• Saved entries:
┌──
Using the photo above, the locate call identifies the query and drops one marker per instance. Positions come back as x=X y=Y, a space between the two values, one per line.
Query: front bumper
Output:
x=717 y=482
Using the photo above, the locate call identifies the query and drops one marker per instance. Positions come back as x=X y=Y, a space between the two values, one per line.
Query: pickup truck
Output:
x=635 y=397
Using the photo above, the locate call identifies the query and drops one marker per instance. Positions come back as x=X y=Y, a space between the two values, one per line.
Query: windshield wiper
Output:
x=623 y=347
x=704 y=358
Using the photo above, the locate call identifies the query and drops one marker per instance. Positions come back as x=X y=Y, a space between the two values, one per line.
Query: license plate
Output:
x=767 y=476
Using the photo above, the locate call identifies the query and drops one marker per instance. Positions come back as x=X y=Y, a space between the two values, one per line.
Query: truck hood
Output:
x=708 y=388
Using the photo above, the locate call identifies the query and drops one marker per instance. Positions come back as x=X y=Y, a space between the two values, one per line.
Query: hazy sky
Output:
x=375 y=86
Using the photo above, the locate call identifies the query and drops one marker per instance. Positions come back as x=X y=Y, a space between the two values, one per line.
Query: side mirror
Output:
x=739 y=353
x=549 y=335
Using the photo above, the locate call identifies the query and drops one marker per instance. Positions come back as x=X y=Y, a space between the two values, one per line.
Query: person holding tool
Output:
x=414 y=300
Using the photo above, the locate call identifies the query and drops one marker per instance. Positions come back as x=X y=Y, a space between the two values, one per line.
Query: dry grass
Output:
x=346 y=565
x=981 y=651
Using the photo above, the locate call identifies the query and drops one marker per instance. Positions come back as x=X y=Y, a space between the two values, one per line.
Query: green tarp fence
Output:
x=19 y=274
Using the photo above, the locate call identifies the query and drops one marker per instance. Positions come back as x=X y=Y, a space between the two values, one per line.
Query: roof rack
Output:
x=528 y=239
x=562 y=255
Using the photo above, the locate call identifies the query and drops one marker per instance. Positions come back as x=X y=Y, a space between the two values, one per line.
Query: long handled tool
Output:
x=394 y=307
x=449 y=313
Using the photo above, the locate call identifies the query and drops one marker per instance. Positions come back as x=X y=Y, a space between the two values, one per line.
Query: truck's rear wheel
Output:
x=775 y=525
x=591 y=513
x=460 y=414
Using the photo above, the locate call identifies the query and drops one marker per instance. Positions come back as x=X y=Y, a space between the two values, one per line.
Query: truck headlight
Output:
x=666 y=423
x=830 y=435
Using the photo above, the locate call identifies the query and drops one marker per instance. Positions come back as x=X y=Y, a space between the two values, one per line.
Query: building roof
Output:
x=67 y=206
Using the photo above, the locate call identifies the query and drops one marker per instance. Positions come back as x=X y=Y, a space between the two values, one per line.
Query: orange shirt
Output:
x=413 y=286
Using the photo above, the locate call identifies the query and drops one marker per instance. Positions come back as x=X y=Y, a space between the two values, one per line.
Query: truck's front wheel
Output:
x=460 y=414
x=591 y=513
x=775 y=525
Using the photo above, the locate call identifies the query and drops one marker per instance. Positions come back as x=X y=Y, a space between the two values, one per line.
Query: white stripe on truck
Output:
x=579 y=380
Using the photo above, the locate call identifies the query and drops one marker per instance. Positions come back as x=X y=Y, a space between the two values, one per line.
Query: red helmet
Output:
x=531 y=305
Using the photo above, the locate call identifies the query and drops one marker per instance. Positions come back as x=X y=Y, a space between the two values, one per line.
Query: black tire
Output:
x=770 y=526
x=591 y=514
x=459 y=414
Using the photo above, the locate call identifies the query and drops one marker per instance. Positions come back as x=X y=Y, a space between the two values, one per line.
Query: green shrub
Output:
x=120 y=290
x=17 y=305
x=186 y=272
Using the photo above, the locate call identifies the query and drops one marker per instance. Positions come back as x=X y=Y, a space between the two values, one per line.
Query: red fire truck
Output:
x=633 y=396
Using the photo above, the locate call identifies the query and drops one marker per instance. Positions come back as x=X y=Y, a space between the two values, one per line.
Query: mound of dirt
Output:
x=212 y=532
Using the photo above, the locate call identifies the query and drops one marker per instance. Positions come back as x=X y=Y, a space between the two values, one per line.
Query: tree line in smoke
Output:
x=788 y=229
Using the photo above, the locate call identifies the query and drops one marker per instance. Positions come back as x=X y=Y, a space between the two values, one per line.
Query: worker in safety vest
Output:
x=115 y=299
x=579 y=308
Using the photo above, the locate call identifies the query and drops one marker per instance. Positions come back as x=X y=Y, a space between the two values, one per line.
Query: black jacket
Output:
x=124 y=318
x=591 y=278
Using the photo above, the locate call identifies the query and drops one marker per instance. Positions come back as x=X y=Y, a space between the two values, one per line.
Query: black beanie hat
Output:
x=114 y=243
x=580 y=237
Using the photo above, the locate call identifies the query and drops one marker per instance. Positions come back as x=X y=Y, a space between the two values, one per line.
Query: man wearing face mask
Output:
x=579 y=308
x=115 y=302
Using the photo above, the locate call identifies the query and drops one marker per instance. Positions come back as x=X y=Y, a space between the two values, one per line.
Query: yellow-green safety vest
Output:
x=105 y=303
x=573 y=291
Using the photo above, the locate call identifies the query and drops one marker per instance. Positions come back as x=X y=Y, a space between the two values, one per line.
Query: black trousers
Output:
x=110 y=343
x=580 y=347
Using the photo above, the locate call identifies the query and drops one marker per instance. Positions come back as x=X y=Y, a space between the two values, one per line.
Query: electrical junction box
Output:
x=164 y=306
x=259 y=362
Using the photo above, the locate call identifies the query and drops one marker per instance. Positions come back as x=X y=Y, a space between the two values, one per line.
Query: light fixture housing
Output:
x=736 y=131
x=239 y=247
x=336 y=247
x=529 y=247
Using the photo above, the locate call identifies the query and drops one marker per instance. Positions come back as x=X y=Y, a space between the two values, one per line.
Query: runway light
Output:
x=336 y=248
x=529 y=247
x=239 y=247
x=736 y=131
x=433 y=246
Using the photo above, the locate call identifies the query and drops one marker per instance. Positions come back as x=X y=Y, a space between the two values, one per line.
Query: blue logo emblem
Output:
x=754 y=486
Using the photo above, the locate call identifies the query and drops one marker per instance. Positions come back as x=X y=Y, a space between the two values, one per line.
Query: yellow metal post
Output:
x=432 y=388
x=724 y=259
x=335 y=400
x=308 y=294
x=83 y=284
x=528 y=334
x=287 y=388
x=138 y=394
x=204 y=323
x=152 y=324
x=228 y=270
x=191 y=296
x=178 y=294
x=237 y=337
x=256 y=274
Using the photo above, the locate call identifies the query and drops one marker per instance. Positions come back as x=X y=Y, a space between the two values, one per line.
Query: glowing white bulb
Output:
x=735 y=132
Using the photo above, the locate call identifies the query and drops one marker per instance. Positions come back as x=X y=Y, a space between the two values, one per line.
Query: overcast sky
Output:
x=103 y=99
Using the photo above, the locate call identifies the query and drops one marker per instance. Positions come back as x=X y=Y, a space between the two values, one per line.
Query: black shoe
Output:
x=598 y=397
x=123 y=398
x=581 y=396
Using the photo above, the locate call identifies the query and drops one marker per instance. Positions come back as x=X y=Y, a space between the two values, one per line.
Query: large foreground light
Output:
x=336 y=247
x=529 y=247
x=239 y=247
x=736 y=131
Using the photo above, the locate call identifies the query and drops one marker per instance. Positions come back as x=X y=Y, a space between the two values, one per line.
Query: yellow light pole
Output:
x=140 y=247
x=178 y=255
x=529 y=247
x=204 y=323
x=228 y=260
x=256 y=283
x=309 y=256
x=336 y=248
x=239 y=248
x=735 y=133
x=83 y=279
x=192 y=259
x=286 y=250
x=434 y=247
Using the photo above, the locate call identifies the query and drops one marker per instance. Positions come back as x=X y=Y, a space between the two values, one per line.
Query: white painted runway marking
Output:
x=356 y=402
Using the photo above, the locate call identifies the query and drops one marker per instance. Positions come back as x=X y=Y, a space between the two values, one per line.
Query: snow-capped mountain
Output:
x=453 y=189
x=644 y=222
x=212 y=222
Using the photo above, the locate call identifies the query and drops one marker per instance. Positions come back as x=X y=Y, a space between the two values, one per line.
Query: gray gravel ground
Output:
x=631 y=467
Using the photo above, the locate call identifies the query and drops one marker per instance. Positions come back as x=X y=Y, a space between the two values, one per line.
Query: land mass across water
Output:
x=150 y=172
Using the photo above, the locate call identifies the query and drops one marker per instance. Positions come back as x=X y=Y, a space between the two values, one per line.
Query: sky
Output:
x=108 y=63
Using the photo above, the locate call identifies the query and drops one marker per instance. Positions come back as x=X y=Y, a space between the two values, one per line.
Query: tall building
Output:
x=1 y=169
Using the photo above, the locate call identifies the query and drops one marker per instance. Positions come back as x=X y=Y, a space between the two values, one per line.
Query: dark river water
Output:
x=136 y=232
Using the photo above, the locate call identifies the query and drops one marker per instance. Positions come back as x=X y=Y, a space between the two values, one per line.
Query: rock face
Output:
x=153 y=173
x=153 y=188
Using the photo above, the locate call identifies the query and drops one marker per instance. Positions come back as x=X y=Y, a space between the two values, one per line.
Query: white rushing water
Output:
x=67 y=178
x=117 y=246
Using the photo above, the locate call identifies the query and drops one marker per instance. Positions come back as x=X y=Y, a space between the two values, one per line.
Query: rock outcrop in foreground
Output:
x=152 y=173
└──
• Task goal: Go through the data and show every line where "green" occurs.

• Exercise result:
Query: green tarp fence
Query: green shrub
Query: yellow-green safety vest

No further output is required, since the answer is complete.